* _Work instructions_
Write out again, unchanged, the lines below starting with the line that contains "Provide the mask of every instance of the dark foliage" and going on through the last line.

— START OF Data in this exercise —

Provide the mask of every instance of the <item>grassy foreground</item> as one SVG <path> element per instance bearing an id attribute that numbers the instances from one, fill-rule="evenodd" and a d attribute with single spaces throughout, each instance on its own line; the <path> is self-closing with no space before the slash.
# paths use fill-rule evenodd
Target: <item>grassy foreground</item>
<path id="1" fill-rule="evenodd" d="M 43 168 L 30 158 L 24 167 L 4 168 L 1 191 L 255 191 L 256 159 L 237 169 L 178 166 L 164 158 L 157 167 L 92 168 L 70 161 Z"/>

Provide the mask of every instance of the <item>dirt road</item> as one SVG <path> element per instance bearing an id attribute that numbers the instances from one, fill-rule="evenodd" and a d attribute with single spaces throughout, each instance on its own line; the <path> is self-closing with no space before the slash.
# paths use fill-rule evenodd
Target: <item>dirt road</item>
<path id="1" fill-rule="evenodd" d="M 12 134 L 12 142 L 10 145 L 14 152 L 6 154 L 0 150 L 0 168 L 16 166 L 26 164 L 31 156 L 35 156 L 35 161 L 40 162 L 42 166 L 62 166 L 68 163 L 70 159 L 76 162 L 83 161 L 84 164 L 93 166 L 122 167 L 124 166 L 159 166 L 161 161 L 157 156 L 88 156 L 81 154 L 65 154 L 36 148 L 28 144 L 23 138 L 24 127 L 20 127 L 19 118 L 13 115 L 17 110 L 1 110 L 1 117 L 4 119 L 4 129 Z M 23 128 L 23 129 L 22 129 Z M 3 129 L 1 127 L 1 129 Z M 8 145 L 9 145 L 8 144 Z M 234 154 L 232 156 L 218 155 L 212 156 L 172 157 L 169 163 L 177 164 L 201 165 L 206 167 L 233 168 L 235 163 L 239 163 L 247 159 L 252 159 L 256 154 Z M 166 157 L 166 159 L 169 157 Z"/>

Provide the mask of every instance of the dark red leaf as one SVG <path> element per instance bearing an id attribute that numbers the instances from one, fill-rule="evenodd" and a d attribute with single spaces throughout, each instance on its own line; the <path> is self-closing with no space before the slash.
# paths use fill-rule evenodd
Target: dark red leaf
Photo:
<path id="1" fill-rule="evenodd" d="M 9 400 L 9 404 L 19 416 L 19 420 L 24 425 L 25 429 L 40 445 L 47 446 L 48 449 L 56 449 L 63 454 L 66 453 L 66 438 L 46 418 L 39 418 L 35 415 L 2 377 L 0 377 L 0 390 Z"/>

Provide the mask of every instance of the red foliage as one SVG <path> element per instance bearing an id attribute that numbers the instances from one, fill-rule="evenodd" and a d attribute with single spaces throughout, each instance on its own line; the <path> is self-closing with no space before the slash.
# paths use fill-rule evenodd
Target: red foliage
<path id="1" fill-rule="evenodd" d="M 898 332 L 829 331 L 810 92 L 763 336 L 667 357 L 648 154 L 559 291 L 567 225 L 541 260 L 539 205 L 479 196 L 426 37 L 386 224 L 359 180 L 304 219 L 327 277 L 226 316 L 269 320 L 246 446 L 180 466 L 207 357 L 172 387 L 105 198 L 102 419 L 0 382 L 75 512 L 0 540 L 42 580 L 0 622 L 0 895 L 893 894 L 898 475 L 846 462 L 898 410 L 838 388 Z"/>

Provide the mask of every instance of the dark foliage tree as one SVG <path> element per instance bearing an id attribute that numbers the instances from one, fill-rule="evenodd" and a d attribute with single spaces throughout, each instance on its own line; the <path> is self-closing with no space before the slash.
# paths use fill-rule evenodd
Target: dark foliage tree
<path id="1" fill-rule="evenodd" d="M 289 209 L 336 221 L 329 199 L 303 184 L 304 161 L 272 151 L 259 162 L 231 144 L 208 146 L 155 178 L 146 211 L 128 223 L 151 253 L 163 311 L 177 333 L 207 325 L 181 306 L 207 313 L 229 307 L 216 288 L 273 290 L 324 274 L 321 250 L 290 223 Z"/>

— END OF Data in this exercise —

* _Task output_
Provide the mask of every instance of the dark foliage tree as one SVG <path> element per instance bearing an id attribute that numbers the instances from one, fill-rule="evenodd" and a d attribute with single spaces throughout, each instance on its own line; the <path> is self-closing with no space before the slash.
# paths use fill-rule evenodd
Target: dark foliage tree
<path id="1" fill-rule="evenodd" d="M 289 209 L 336 221 L 329 199 L 303 184 L 304 161 L 272 151 L 259 162 L 231 144 L 208 146 L 155 178 L 146 211 L 128 223 L 151 253 L 163 311 L 177 333 L 207 325 L 181 306 L 207 313 L 229 307 L 216 288 L 273 290 L 324 274 L 321 250 L 290 223 Z"/>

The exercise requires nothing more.